* WHAT THE EXERCISE ASKS: Rewrite the paragraph beginning "The consequences were significant" in the data pipeline text as a bulleted list, keeping all of its main facts.

* EXERCISE PASSAGE:
Data Pipeline & Executive Dashboard

During my internship at Darlington Nuclear Generating Station, I designed and delivered the station's first centralized obsolescence tracking system. The project consolidated over 2.3 million equipment records from three disparate enterprise data sources into a unified relational database, then surfaced the results through two interactive Power BI dashboards that replaced fragmented Excel workflows and gave senior management real-time visibility into obsolescence risk across all four reactor units.

The Problem

Before this project, the obsolescence management team at Darlington had no single source of truth. Data was scattered across OPG's enterprise asset management system (AssetSuite 7), SharePoint lists maintained by the modifications team, network-hosted Excel files with supplementary tracking data, and individual spreadsheets kept by different team members with overlapping but inconsistent information.

This fragmentation was not the result of negligence. Enterprise software in nuclear facilities is rigid by design. Adding a single field to AssetSuite requires IT tickets, change management processes, and potentially months of waiting. When an engineer needs to track something new, like a vendor discontinuation date or a COVID impact flag, they create an Excel column. Over years and across multiple teams, this produces parallel data systems that nobody fully understands.

The consequences were significant. Senior management had no real-time visibility into obsolescence status. Generating a report required manually compiling data from multiple sources. The same equipment could be tracked differently in different systems. Decision-making for capital projects relied on incomplete, potentially outdated information. Data quality issues, including duplicates, mismatched identifiers, and missing records, were widespread.

Data Sources

The data pipeline pulled from three primary source systems, each with its own structure, identifiers, and conventions. Integrating them was the core technical challenge of the project.

AssetSuite 7 (Enterprise Asset Management)

AssetSuite 7 is OPG's core system for managing physical assets. Data was extracted from multiple modules within the platform:

SWMS (Station Work Management System) provided 225,268 work order records, including parts on hold (Hold Code "PH"), work order types (OA, PM, OR, OD, and others), EP Scores for equipment priority, and I2P Scores for work prioritization. Equipment tags linked each work order to physical equipment in the plant.

POMS (Parts Obsolescence Management System) contained 68,891 records tracking obsolescence status per Catalog ID. Each record was classified into one of four categories: NO (confirmed not obsolete), YES (confirmed obsolete), INCOMPLETE (assessment not finished), or UNIDENTIFIABLE (cannot be determined).

EC (Engineering Changes) held 203,321 records covering the full lifecycle of engineering changes. EC types included MOD (152K), NICR (42K), DCR (5K), DCN (2.5K), and several others. Status tracking ranged from REVISED (72K) and CLOSED (47K) through APPROVED (40K), ACTIVE (11.5K), and CANCELED (11.4K).

Equipment Tags (ETAG/SPV) provided 280,289 records with equipment component tags, system codes, SPV (Supervised Plant/Vector) classifications, and four-tier critical equipment ratings across 42 unique operating systems.

* INFORMATION SHOWN:
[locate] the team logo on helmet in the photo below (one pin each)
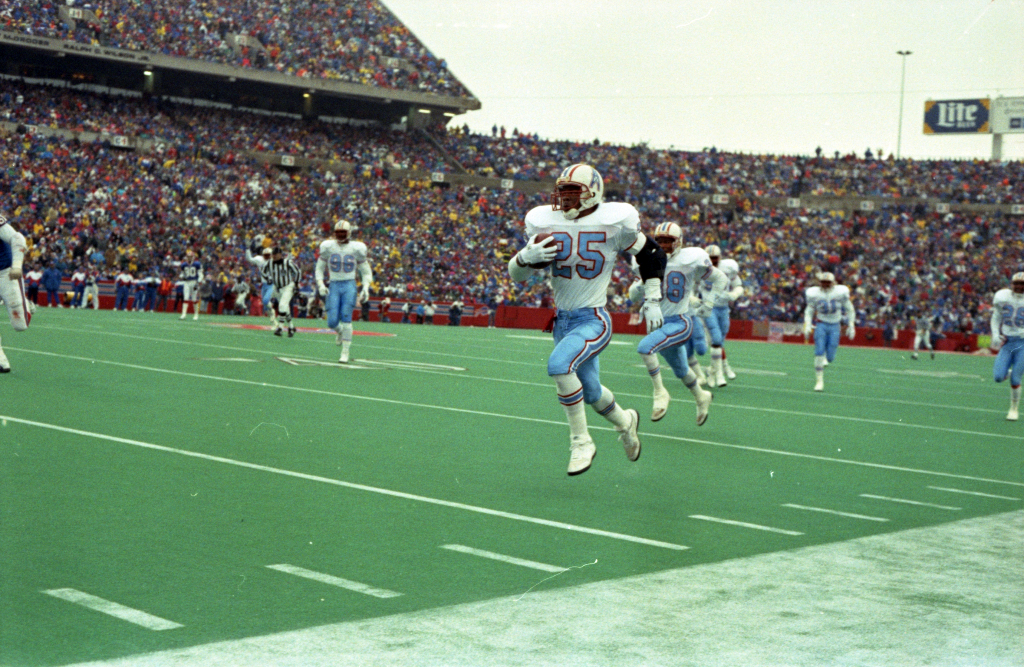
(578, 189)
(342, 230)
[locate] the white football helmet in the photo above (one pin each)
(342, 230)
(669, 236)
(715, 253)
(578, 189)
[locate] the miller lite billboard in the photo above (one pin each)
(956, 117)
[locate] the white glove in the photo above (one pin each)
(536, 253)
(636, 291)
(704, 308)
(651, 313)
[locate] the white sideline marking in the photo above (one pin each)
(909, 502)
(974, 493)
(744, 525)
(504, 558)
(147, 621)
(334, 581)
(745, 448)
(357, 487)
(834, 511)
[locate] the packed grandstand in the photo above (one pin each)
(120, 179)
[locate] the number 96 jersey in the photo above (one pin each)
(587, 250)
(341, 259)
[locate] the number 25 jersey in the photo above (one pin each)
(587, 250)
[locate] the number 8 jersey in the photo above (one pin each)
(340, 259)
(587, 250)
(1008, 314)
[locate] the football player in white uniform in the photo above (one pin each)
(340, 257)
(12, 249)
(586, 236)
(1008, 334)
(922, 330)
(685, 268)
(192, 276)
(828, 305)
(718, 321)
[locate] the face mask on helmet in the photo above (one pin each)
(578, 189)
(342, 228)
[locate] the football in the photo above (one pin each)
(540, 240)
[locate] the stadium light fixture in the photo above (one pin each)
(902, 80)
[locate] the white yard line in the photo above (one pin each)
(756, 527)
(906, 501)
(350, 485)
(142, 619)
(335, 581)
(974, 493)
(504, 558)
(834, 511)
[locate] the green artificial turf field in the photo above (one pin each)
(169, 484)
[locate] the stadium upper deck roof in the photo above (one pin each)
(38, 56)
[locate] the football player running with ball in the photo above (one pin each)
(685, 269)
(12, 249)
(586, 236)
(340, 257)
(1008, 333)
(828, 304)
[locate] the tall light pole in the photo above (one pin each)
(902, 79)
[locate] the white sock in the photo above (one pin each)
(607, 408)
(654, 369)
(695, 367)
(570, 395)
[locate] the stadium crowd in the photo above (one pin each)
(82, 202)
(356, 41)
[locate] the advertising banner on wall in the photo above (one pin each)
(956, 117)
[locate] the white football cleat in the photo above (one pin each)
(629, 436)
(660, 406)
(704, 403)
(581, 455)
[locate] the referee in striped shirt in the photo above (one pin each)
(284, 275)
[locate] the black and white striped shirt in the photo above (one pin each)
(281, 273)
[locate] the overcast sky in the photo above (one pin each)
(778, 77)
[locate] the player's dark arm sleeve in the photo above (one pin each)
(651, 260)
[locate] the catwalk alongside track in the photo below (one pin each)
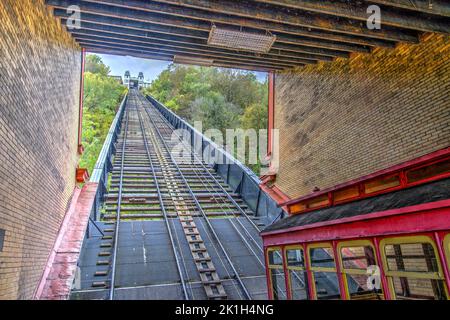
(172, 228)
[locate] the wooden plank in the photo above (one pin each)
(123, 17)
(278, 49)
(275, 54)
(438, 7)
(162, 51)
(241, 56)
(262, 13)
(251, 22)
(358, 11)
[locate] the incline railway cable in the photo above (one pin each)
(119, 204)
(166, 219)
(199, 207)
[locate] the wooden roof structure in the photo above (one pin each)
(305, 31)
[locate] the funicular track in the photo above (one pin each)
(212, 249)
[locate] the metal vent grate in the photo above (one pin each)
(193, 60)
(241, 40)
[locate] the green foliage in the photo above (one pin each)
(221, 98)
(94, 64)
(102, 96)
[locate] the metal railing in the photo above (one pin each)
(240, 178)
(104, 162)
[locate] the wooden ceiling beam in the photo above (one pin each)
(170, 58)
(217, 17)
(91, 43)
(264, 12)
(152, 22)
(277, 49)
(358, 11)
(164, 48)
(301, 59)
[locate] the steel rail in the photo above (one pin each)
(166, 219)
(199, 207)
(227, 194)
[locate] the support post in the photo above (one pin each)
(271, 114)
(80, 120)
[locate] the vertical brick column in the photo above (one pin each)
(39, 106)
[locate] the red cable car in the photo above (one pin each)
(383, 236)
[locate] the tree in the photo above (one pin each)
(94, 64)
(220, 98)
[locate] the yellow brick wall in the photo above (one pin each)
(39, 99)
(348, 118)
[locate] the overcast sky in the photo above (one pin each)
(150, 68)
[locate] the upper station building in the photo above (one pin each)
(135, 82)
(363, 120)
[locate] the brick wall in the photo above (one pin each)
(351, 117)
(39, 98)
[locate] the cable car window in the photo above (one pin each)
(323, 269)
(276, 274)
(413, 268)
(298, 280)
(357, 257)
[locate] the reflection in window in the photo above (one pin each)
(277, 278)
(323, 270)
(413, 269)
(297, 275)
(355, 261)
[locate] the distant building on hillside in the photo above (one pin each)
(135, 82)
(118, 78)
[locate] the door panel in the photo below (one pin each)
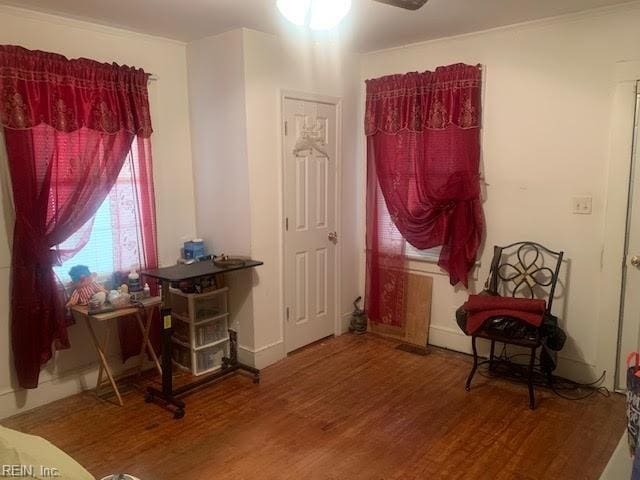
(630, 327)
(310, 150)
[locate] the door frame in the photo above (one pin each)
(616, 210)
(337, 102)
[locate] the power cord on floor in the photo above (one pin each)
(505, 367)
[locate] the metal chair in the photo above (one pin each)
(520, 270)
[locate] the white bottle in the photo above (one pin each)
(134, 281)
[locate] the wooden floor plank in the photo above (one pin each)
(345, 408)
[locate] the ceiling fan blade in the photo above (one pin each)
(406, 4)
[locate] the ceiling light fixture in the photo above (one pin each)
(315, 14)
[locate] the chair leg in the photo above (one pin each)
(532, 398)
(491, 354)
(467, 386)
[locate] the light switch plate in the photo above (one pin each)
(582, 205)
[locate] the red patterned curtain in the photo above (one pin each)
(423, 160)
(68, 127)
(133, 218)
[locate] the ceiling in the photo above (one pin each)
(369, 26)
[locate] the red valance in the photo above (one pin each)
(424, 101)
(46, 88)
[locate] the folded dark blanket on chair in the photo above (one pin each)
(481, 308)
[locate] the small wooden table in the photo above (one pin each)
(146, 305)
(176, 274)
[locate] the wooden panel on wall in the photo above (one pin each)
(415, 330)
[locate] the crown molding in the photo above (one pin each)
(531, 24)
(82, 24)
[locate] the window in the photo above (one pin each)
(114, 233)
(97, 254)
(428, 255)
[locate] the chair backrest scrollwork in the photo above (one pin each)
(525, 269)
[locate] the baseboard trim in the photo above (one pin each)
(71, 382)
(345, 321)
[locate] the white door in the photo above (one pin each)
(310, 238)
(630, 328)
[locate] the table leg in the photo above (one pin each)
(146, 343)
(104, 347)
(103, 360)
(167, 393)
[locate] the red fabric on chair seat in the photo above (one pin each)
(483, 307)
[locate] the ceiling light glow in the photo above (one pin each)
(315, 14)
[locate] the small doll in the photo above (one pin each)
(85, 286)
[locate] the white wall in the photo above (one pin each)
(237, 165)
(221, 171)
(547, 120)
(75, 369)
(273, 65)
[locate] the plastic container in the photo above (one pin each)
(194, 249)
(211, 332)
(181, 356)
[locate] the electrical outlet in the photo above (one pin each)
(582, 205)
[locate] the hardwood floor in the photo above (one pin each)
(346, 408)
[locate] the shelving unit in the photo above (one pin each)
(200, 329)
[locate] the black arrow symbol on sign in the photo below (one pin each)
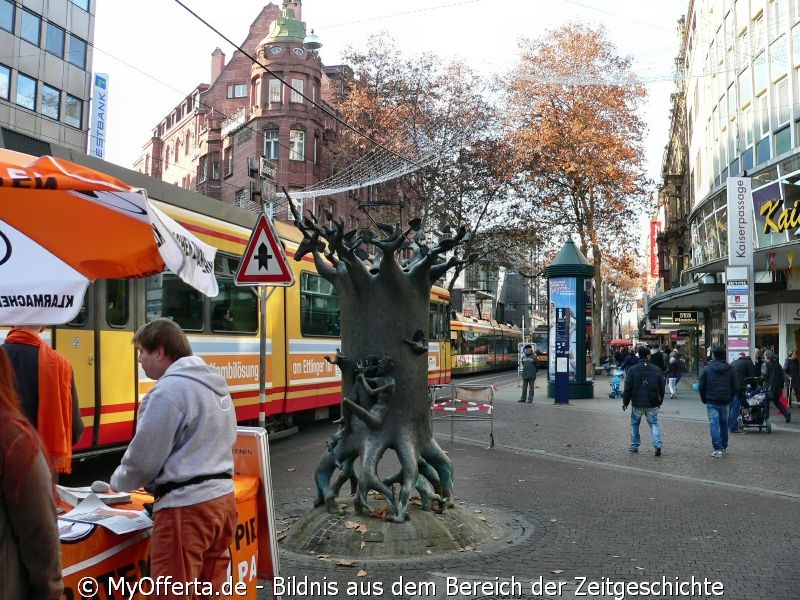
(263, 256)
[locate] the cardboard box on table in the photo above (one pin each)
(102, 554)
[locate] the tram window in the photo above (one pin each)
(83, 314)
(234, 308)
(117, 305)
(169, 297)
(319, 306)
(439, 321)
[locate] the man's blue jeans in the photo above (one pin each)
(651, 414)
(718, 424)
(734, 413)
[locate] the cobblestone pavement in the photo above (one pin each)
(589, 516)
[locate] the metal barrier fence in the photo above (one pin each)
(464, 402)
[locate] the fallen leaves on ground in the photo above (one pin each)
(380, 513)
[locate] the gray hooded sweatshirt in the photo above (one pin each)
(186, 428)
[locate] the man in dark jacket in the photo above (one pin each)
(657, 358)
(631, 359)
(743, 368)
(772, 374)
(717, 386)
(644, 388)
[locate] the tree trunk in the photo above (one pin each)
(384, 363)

* OUTPUT FOR THIS EXERCISE:
- Senior management had no real-time visibility into obsolescence status.
- Producing a report meant compiling data by hand from multiple sources.
- Different systems could track the same equipment differently.
- Capital project decisions depended on incomplete and possibly outdated information.
- Data quality problems were widespread, including duplicates, mismatched identifiers, and missing records.